• _ABOUT THIS EXERCISE_:
In the records below, find the line containing "Give one point for each instance of the person in red", then copy that line and all lines after it, exactly, omitting every picture.

Collection entries:
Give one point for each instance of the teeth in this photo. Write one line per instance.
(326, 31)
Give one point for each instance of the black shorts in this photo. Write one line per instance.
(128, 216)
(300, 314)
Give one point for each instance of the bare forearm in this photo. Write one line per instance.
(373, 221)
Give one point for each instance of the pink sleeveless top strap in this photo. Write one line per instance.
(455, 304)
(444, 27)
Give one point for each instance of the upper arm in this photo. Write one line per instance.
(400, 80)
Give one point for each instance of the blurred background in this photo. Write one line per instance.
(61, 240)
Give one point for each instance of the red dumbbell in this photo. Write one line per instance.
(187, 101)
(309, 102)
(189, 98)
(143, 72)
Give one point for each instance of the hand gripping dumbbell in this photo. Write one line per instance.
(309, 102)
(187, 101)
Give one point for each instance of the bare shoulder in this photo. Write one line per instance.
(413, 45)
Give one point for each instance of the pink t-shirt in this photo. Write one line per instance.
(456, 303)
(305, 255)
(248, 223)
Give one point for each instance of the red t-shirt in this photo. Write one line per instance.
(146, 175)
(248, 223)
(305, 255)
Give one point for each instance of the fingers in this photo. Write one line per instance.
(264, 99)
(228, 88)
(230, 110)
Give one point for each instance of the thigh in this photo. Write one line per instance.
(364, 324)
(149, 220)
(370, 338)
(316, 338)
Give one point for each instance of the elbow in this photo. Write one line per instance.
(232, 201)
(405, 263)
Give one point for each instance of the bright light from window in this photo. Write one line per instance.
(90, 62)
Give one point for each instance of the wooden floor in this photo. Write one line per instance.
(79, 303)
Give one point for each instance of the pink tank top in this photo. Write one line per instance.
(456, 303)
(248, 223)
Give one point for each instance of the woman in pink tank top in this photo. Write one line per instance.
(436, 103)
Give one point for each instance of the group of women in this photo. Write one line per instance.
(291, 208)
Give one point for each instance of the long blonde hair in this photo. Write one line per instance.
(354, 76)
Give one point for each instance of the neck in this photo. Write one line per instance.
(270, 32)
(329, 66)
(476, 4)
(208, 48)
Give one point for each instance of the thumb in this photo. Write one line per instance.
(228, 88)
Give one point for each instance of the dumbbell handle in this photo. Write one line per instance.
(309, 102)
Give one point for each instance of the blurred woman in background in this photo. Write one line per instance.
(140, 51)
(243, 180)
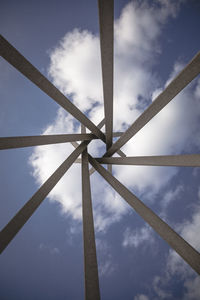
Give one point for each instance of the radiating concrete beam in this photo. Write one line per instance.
(29, 141)
(185, 160)
(106, 17)
(23, 215)
(185, 250)
(90, 258)
(174, 87)
(17, 60)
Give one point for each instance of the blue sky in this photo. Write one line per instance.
(153, 41)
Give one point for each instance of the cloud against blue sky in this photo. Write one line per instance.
(128, 250)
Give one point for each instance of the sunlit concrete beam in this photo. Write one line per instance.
(17, 60)
(29, 141)
(90, 258)
(185, 250)
(106, 17)
(23, 215)
(185, 160)
(174, 87)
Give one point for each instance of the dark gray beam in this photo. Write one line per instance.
(90, 258)
(29, 141)
(116, 134)
(106, 16)
(9, 53)
(18, 221)
(175, 86)
(185, 250)
(185, 160)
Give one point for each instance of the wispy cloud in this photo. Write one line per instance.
(134, 238)
(75, 69)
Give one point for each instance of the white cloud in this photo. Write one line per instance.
(176, 266)
(106, 264)
(75, 69)
(141, 297)
(50, 249)
(134, 238)
(172, 195)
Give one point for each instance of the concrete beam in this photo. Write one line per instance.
(29, 141)
(90, 258)
(17, 60)
(174, 87)
(185, 160)
(23, 215)
(106, 16)
(185, 250)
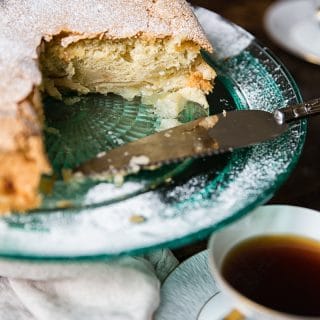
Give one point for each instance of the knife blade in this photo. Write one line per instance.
(202, 137)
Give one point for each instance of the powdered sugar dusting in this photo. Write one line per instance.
(192, 207)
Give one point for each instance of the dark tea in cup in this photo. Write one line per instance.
(281, 272)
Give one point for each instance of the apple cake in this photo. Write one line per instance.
(145, 48)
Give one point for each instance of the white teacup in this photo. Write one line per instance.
(266, 220)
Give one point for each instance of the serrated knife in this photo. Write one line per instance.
(202, 137)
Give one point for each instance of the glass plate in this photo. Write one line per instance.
(175, 205)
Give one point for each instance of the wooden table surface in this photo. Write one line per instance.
(303, 186)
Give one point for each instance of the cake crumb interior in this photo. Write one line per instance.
(165, 72)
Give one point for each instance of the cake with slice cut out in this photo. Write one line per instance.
(133, 48)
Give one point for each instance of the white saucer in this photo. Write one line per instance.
(293, 26)
(190, 293)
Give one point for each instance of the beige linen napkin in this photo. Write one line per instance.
(125, 289)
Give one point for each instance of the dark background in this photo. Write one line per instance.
(303, 186)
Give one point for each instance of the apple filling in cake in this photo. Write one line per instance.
(166, 72)
(133, 48)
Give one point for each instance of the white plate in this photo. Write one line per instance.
(190, 293)
(292, 25)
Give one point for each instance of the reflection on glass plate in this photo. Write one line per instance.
(200, 195)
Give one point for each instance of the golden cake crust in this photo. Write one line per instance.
(24, 24)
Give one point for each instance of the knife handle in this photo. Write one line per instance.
(297, 111)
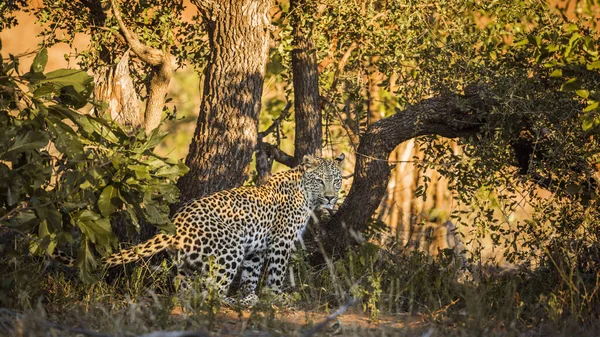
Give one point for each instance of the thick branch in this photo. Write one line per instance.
(307, 107)
(161, 72)
(278, 155)
(447, 115)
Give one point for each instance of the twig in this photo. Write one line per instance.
(284, 114)
(147, 54)
(330, 318)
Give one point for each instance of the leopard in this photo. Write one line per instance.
(241, 228)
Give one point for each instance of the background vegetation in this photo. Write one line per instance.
(496, 102)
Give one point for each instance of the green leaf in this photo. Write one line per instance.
(582, 93)
(39, 62)
(109, 200)
(24, 220)
(593, 65)
(589, 122)
(66, 140)
(592, 106)
(45, 90)
(79, 80)
(94, 227)
(86, 262)
(571, 85)
(31, 140)
(154, 216)
(556, 73)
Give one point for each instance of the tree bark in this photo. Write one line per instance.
(306, 84)
(226, 132)
(447, 115)
(114, 86)
(160, 76)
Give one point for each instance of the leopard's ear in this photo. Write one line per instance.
(309, 162)
(340, 159)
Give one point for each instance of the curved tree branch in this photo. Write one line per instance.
(449, 115)
(161, 71)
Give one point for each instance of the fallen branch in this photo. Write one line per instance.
(329, 318)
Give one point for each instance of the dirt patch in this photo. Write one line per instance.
(292, 322)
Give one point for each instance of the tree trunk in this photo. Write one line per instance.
(447, 115)
(114, 86)
(226, 132)
(306, 84)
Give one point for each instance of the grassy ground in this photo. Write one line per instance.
(405, 294)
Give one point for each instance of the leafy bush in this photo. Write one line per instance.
(64, 174)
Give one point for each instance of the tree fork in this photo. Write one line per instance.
(449, 115)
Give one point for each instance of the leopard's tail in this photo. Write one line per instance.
(155, 245)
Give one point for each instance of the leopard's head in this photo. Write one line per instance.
(322, 179)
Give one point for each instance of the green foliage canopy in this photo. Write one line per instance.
(64, 174)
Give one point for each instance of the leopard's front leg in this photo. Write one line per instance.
(278, 256)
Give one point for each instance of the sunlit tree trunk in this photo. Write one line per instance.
(306, 83)
(226, 132)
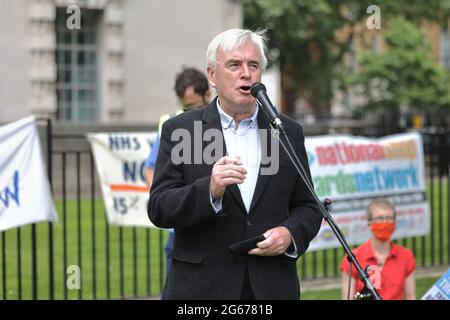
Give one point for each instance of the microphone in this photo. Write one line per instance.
(258, 90)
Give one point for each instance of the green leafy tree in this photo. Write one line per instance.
(404, 75)
(307, 46)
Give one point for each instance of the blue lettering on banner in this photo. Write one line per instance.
(6, 194)
(123, 143)
(130, 171)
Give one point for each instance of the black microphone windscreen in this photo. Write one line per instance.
(256, 88)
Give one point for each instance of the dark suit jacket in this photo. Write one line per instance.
(203, 267)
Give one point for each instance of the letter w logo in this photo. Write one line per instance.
(7, 194)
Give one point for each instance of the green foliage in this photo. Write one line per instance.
(405, 74)
(307, 47)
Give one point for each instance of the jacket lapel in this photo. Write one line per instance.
(263, 124)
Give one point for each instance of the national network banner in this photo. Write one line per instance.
(120, 160)
(25, 195)
(352, 171)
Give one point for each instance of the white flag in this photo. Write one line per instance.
(25, 195)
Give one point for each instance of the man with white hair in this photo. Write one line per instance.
(215, 205)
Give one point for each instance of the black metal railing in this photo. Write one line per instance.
(124, 262)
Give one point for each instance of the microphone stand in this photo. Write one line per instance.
(279, 133)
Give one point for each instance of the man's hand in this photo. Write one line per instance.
(226, 171)
(277, 241)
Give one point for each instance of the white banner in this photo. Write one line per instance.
(352, 171)
(120, 160)
(25, 195)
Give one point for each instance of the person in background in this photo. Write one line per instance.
(192, 90)
(390, 266)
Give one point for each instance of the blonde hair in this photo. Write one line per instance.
(381, 203)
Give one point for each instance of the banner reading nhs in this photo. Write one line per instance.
(120, 160)
(352, 171)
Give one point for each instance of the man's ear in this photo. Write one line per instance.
(211, 75)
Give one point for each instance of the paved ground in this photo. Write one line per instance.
(335, 283)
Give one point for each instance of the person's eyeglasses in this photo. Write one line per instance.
(382, 219)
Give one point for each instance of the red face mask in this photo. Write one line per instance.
(382, 230)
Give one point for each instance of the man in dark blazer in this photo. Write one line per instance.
(214, 205)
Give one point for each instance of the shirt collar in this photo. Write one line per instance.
(227, 121)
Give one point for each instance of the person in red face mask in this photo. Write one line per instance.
(390, 266)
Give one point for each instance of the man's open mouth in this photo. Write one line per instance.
(246, 89)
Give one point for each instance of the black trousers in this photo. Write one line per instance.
(247, 292)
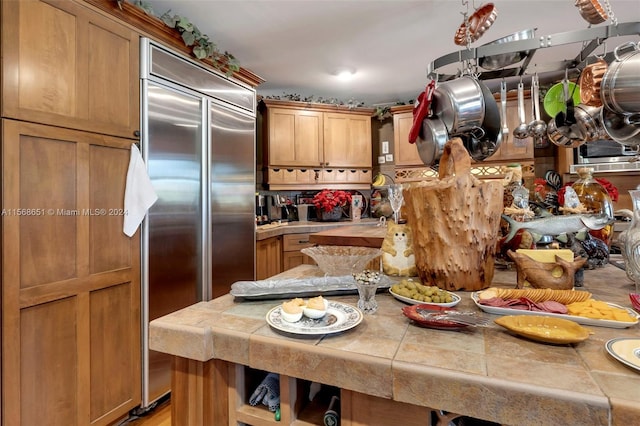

• _YOUR RESPONSE_:
Give one point for each instance of the person in red face mask in this photo. Write one line per instance.
(390, 266)
Give one point for each instance of the man's open mouth in this photo. Write one line per instance.
(246, 89)
Give one point for each instance of the black trousers in this photo. Write one line per instance.
(247, 292)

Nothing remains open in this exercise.